> _WHAT IS REQUIRED_: Without changing a single word, output each entry.
%%
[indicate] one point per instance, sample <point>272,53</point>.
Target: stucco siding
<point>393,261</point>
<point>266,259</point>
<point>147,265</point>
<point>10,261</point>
%%
> _WRITTEN ANSWER_:
[indicate] one point per instance, sample <point>272,53</point>.
Target: stucco siding
<point>393,261</point>
<point>266,259</point>
<point>147,265</point>
<point>10,261</point>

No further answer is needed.